## TASK DESCRIPTION
Copy the records word for word, from their first line down to and including the line that contains "M300 154L302 145L367".

## PROVIDED DATA
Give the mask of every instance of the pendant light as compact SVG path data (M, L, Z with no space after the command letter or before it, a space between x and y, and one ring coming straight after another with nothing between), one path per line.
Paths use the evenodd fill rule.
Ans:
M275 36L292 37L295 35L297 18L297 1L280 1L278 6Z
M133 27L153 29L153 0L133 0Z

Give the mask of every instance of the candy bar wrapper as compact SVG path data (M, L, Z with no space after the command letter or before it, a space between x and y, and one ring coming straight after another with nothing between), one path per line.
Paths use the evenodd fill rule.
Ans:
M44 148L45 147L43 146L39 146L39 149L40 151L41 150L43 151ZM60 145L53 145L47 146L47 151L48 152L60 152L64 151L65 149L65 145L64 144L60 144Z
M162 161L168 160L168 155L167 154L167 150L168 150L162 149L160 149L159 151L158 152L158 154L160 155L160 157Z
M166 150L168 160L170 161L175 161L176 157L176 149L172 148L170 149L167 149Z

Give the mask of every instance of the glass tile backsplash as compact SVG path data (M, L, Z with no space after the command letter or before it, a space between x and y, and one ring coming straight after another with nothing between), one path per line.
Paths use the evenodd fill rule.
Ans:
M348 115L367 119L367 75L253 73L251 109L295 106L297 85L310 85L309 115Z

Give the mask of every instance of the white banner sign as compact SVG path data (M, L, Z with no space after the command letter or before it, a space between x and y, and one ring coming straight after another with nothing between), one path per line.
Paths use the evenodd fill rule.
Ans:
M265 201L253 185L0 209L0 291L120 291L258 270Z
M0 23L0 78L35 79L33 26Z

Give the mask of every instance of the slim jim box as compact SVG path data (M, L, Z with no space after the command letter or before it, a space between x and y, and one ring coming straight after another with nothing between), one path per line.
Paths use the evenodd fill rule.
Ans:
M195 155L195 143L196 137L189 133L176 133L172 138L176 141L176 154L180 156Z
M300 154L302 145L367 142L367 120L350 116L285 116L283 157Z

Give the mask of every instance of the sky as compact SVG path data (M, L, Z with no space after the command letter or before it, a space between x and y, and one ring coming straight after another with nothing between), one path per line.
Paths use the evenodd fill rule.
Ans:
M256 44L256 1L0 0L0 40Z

## THE RESPONSE
Give the mask of every instance of the pendant light as compact SVG path data (M, L, Z with no space after the command letter or before it, a space between x and y, and one ring coming straight after another with nothing between), one path per line.
Paths use the evenodd fill rule.
Ans:
M275 36L292 37L295 35L297 18L297 1L280 1L278 6Z
M133 27L153 29L153 0L133 0Z

Give the mask of every instance of the candy bar wrapper as compact SVG path data (M, L, Z with no space after the command letter or before it, a space between x and y, and one ring coming straight after another with nothing between), one path per line.
Paths use the evenodd fill rule.
Ans:
M44 148L45 147L43 146L39 146L39 149L40 151L41 150L43 151ZM60 145L53 145L47 146L47 151L48 152L60 152L64 151L65 149L65 145L64 144L60 144Z
M162 161L168 160L168 155L167 154L167 150L168 150L162 149L160 149L159 151L158 152L158 154L160 155L160 157Z
M166 150L168 160L170 161L175 161L176 157L176 149L172 148L170 149L167 149Z

Give the mask of every instance of the glass tile backsplash as compact SVG path data (M, L, Z with no space after the command letter or before it, a space between x and y, and one ring coming straight after another with nothing between), one path per line.
Paths use the evenodd fill rule.
Ans:
M348 115L367 119L367 75L253 73L251 109L295 106L297 85L310 85L309 115Z

Give the mask of every instance of the white banner sign as compact SVG path data (M, L, Z with no space after the command letter or before it, a space between x and y, and one ring coming straight after another with nothing between), one path per line.
Paths use the evenodd fill rule.
Ans:
M265 201L253 185L0 209L0 291L120 291L258 270Z
M0 23L0 78L35 79L33 26Z

Give the mask of every instance of the slim jim box as compact SVG path data (M, L, Z with no space after the command letter or before it, a space between x and y, and one ring coming straight after another with nothing between), one path per line.
Paths use the evenodd fill rule.
Ans:
M195 155L195 143L196 137L189 133L176 133L172 138L176 141L176 154L180 156Z
M300 154L302 145L367 142L367 120L350 116L285 116L283 157Z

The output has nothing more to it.